Père Charles : 60 ans de mission

Grimpant quatre à quatre les marches qui conduisent à son bureau du presbytère, le père Charles accepte cette interview. A l’aube de ses 21 900 jours de sacerdoce, soit 60 ans de vie donnée, il témoigne de cette énergie qu’il transmet dans ses homélies et sa poignée de main. Ses étagères croulent sous les livres, mais c’est un mur entier qui retient l’attention : peuplé d’images de Marie, de nombreux saints, de papes et d’icônes, le père Charles a su bien s’entourer.

Ordonné le 29 juin 1959 à la Cathédrale de Nantes, il renonce à la vie de maraîcher qui aurait pu être la sienne, choisit le célibat pour Dieu et devient vicaire instituteur. “appel dans l’appel”, alors qu’il n’est pas encore ordonné prêtre, il est saisi par un autre appel, celui du pape Pie XII, qui, en 1958, publie l’encyclique Fidei donum dans laquelle il invite les Églises du Nord à établir des relations de collaboration avec les Églises d’Afrique. Volontaire dès son ordination, son projet met plusieurs années à se concrétiser. Il quitte sa terre natale de Loire-Atlantique en 1971 pour la Côte d’Ivoire. Il reviendra 30 ans plus tard.

Le Père Charles garde une mémoire embrasée de ces années où la mission était vaste… Malgré un climat rude, et la nécessité absolue d’apprendre la langue du pays, les nombreuses et intarissables anecdotes témoignent d’une période fertile. « J’avais ma valise chapelle, et ma caisse à pharmacie quand j’allais dans les villages.  L’Eglise était en plein essor, avec 200 baptêmes d’adultes par an, et un nombre croissant de paroissiens nécessitant des constructions d’églises. » Il raconte cette période d’inculturation, où il recevait la demande de chefs du village pour pouvoir procurer soins, éducation, et catéchisme. Il me dit avoir été témoin de l’œuvre de Dieu, et me le prouve en ouvrant cette bible usée sur son bureau : « Vous connaissez l’histoire de la pêche miraculeuse par Pierre ?» Le Père Charles l’a expérimentée avec des jeunes à qui il avait donné du fil de pêche après une messe en l’honneur de Saint Joseph Artisan. « Il y avait deux équipes, l’une a rapporté 136 poissons et l’autre 17… ce qui fait 153 poissons, comme dans Saint Jean, 21 ». Parmi ces 10 jeunes, 2 sont devenus prêtres. Il relate également avoir assisté à la guérison d’un enfant, à des conversions…

L’époque des bombardements de Nantes est loin, où à 11 ans il a souhaité devenir prêtre. Aujourd’hui, à 86 ans, il confie avec émotion « ne pas avoir vu le temps passer », mais évoque le futur proche avec empressement. Sortant une liasse de petits cartons aux formes diverses, couverts de noms et de dates, on devine chaque malade et personne âgée qu’il visite. Dans notre paroisse, il nous invite activement à la compassion : A l’écoute des drames d’aujourd’hui à travers les continents, il nous sensibilise à la prière d’intercession. Ce n’est pas tout, la bicyclette du Père Charles continue à le rendre actif : Célébrer les sacrements, garder des liens avec ses frères africains dans le besoin, participer au groupe Francesco, accompagner les familles en deuil, sont également ses inlassables préoccupations.

⁂

§ **Consigne**
D'après le portrait du père Charles, en quelle année a-t-il quitté la Loire-Atlantique pour la Côte d'Ivoire, s'il vous plaît ?

§ **Extrait de données**
⁂

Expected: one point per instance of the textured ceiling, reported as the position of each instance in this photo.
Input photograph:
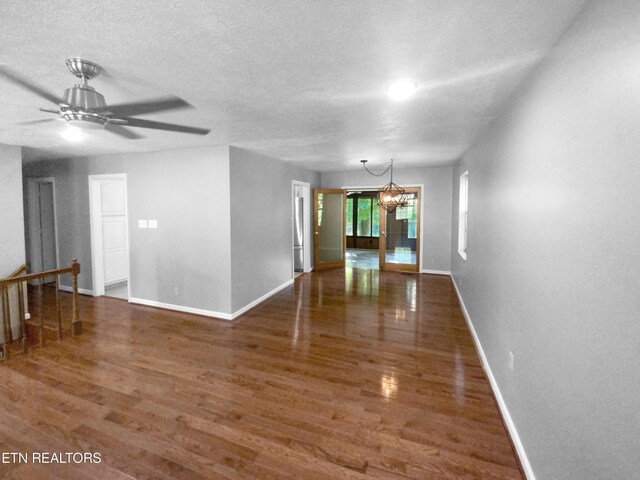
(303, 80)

⁂

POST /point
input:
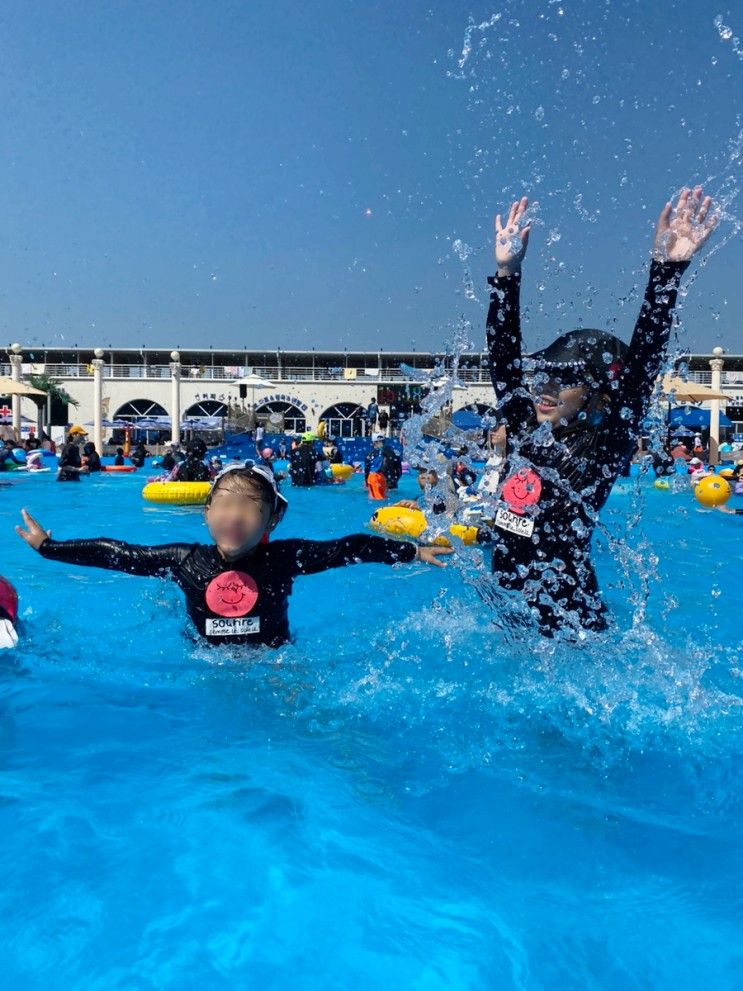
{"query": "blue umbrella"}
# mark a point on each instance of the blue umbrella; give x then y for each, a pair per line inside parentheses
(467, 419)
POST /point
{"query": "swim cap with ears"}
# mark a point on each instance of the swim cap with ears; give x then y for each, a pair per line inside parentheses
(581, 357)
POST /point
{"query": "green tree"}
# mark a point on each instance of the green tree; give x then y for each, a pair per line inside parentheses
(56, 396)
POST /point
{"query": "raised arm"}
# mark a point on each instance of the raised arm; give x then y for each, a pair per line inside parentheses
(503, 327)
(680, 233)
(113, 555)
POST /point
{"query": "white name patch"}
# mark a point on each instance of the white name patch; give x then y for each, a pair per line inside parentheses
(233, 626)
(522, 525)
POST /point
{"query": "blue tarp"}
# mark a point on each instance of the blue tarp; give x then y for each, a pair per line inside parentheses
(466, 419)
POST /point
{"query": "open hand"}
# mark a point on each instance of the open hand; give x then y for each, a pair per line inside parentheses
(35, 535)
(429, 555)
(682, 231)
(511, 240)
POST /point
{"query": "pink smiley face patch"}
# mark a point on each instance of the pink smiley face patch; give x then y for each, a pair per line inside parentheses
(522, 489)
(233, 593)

⁂

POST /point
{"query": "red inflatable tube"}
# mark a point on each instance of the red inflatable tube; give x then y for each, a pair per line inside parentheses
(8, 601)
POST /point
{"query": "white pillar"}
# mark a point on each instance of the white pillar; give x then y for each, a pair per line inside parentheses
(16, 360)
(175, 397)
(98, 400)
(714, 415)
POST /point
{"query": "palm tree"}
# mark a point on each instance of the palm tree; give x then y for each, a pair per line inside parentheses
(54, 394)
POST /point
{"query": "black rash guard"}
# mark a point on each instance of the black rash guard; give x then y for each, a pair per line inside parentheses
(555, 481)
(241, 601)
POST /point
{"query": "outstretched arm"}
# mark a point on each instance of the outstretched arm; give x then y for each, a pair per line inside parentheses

⁂

§ **Réponse**
En 1971.